- PROBLEM DETAILS:
Gather every line of the records below that contains the word "dark", copying each line in full. Treat case as significant.

- RECORDS SHOWN:

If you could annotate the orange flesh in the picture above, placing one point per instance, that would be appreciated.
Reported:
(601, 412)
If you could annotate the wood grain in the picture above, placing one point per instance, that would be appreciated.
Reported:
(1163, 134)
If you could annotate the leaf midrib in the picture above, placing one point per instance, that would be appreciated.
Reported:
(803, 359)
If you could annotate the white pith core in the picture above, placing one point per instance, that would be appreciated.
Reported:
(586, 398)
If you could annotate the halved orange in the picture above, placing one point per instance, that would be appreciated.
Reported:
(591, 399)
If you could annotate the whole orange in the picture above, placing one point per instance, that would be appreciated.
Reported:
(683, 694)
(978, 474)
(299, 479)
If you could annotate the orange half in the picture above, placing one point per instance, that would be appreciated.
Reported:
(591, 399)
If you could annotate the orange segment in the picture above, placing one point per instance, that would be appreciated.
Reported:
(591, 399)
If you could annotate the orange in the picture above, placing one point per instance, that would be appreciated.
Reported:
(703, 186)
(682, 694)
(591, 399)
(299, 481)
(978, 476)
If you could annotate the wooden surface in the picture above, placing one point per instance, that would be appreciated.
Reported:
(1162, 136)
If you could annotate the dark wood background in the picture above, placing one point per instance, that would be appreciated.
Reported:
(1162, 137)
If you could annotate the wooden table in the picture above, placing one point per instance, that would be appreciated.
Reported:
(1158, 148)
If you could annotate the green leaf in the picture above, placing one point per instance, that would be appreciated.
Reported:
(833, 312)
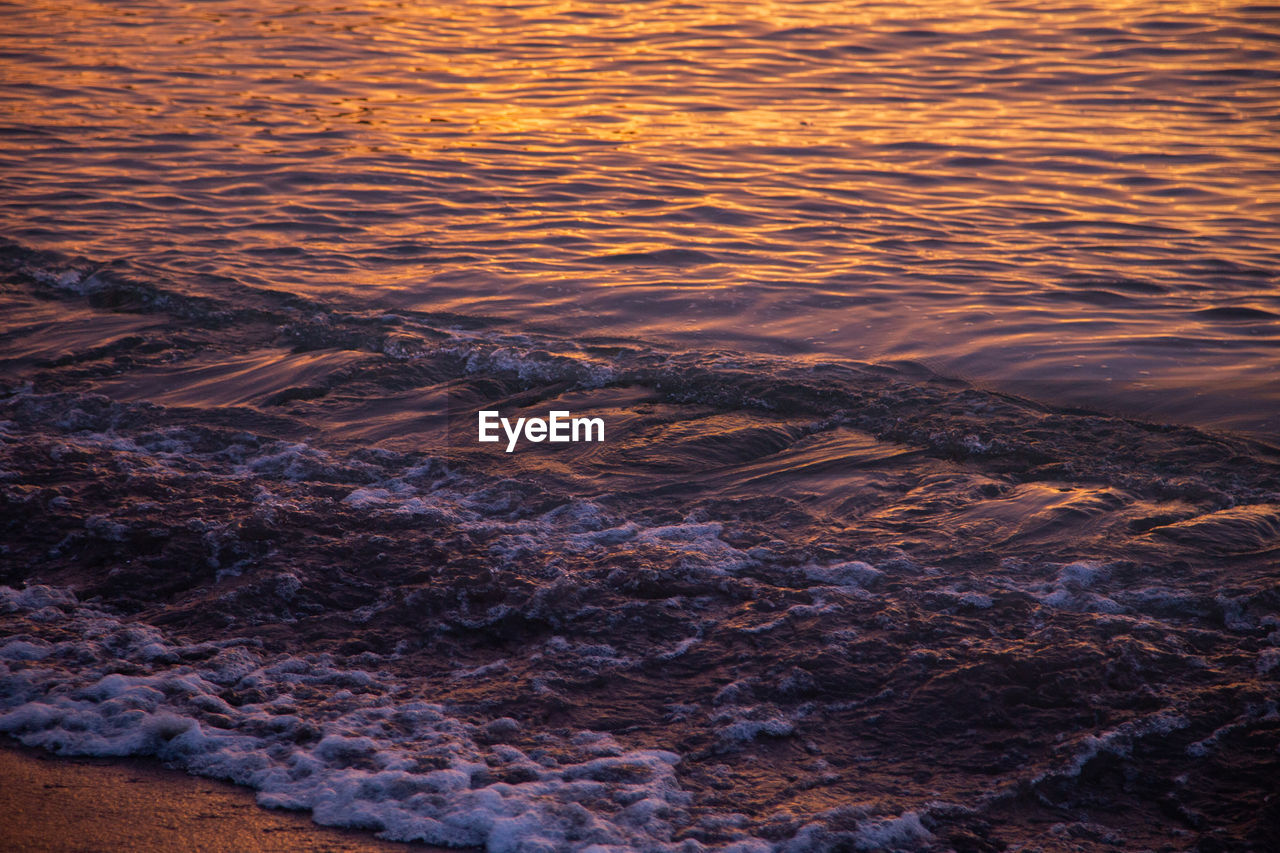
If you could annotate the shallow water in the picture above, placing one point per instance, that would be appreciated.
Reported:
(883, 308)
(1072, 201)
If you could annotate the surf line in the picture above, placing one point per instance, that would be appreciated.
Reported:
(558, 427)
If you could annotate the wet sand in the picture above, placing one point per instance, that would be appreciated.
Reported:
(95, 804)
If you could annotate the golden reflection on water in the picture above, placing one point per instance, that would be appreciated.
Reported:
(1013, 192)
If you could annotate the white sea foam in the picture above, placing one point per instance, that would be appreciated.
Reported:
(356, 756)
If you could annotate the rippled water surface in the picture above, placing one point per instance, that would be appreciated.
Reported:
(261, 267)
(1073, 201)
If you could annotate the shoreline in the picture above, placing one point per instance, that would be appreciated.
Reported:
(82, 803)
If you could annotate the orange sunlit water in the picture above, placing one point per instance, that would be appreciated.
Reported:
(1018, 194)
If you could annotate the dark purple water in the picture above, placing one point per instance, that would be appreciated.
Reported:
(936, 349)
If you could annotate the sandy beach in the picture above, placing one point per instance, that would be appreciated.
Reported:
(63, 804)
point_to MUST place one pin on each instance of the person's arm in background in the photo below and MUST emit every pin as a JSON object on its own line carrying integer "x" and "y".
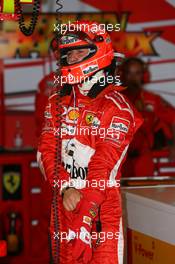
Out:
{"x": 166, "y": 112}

* * *

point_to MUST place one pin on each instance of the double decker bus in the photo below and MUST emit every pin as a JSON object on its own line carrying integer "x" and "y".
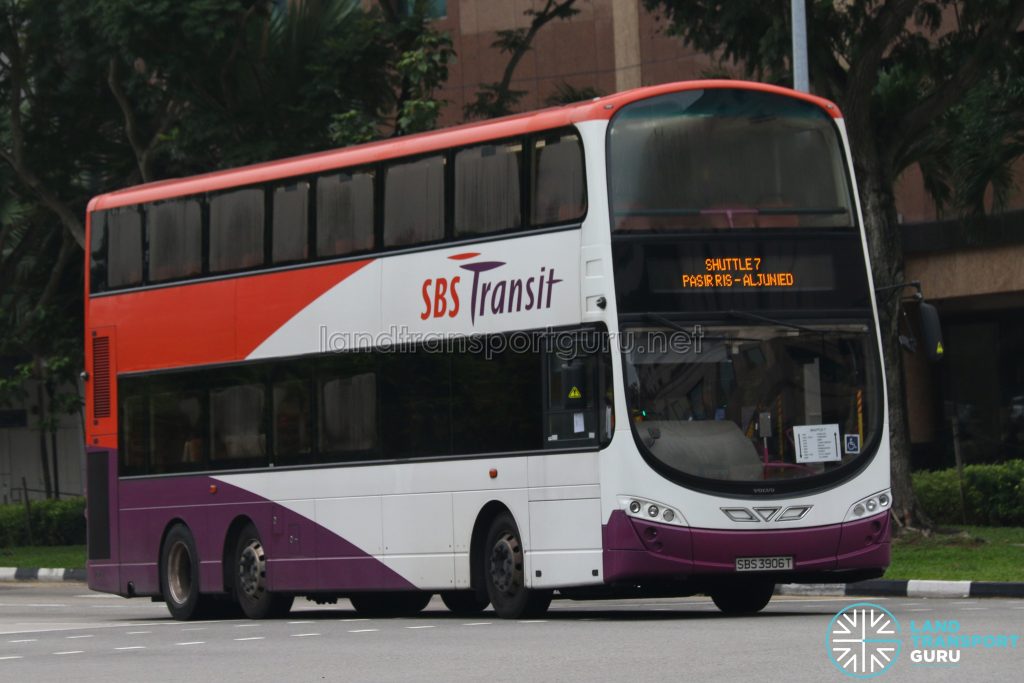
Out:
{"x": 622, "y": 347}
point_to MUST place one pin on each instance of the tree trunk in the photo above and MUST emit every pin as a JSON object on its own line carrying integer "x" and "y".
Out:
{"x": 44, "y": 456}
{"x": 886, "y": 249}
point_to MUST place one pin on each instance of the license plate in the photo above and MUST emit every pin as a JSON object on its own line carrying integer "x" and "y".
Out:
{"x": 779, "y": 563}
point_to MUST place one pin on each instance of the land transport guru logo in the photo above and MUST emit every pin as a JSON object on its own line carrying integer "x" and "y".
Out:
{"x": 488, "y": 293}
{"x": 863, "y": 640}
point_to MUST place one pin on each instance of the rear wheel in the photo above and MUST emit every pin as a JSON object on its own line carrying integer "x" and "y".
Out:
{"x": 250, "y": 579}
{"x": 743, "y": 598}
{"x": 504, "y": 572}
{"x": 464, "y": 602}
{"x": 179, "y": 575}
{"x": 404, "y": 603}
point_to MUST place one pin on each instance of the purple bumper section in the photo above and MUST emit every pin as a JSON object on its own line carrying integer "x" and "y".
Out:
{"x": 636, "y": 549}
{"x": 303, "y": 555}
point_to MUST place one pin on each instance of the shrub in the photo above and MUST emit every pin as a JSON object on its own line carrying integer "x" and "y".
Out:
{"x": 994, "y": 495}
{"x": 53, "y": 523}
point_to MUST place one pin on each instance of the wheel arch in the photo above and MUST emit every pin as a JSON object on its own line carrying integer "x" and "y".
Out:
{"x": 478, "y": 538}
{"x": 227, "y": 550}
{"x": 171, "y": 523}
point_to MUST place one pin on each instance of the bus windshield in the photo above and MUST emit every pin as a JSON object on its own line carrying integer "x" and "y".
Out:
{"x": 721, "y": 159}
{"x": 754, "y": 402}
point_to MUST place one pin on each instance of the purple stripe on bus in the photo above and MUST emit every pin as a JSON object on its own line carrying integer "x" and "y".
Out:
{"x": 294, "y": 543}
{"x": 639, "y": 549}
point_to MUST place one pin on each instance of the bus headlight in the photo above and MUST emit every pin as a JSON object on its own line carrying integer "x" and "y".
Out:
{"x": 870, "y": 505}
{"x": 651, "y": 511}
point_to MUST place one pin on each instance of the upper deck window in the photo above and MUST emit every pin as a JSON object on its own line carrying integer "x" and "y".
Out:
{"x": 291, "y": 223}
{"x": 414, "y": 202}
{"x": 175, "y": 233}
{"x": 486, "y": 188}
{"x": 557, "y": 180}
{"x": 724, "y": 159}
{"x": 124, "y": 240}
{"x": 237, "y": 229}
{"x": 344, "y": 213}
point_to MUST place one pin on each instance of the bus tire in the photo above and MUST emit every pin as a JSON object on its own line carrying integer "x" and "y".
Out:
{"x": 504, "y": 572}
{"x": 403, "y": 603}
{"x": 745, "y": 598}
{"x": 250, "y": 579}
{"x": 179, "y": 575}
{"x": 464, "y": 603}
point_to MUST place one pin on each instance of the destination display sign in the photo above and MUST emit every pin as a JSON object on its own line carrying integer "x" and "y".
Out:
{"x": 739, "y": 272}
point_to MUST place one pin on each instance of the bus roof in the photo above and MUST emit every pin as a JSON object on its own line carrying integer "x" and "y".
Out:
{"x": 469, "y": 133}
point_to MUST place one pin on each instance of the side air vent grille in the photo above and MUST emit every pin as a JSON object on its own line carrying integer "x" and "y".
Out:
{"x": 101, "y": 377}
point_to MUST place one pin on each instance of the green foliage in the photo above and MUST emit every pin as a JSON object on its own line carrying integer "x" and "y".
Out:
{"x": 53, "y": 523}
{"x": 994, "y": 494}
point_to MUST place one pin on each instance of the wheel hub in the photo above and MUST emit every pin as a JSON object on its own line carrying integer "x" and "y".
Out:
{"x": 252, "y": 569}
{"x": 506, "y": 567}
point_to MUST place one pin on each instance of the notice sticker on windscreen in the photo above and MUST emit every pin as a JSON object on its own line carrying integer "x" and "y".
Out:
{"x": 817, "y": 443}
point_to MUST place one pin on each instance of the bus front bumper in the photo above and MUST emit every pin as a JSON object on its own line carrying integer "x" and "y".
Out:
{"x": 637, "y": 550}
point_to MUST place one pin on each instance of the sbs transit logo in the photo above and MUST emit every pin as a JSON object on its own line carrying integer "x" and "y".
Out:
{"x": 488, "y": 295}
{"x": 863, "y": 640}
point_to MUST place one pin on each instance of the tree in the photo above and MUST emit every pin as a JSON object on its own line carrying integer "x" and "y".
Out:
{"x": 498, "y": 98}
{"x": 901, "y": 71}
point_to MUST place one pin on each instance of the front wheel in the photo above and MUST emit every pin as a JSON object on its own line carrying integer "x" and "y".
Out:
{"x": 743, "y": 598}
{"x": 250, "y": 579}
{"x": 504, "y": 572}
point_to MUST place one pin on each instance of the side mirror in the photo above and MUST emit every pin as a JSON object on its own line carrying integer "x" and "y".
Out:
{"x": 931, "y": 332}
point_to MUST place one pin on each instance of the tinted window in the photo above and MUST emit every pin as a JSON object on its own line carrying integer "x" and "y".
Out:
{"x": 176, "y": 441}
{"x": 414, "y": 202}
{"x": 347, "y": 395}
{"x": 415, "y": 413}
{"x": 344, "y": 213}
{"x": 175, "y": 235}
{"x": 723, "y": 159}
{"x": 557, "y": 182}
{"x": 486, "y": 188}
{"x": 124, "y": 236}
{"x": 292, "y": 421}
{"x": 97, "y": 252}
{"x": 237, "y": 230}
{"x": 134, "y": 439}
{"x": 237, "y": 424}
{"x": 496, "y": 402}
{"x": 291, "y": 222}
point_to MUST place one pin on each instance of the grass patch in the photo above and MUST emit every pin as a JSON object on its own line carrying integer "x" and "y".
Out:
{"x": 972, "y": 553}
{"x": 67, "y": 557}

- CORRECT ANSWER:
If you could annotate the dark wood background in the picture above, placing one point per instance, that would be appreciated.
If you could annotate the dark purple water in the picture above, placing one point per instance, that would be appreciated.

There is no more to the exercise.